▶
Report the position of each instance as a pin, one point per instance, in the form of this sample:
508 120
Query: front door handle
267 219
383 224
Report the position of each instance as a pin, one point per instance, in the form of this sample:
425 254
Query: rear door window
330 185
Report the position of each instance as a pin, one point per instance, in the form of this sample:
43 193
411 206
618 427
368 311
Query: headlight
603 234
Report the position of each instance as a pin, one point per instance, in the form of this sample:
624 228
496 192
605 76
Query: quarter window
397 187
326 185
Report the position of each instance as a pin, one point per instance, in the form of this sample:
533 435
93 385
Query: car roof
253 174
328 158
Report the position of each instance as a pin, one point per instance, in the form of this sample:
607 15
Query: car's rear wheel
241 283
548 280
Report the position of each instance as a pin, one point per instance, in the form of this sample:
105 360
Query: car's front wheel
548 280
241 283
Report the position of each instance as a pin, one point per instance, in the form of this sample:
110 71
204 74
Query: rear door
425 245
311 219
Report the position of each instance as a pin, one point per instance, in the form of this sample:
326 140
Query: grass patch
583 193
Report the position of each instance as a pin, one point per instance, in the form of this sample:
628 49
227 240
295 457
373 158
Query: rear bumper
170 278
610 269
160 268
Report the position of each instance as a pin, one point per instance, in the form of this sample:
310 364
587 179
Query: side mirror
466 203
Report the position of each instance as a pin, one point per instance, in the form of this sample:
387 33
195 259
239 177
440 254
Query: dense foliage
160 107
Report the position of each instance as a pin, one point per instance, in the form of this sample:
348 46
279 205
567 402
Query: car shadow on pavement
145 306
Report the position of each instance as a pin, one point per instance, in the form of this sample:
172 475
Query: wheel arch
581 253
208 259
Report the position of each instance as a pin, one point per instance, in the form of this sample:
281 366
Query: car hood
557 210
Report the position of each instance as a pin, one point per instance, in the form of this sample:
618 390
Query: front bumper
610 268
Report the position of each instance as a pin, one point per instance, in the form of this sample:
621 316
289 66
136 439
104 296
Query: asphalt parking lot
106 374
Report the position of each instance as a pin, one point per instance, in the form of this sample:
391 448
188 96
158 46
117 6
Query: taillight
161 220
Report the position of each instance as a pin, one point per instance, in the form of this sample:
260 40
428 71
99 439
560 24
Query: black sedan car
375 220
◀
**Work instruction**:
Locate "Query: asphalt parking lot" in the material, then quote the line that contains it and all lines after it through the final one.

**Response**:
Query: asphalt parking lot
106 374
Report the position of each instance as a pin, one point per instance, in the form of this sample:
391 448
188 96
158 46
117 6
Query: taillight
161 220
Report the position of each instance as a pin, one point per instance, in the form of this sample:
260 40
428 71
99 439
560 24
Query: black sedan car
375 220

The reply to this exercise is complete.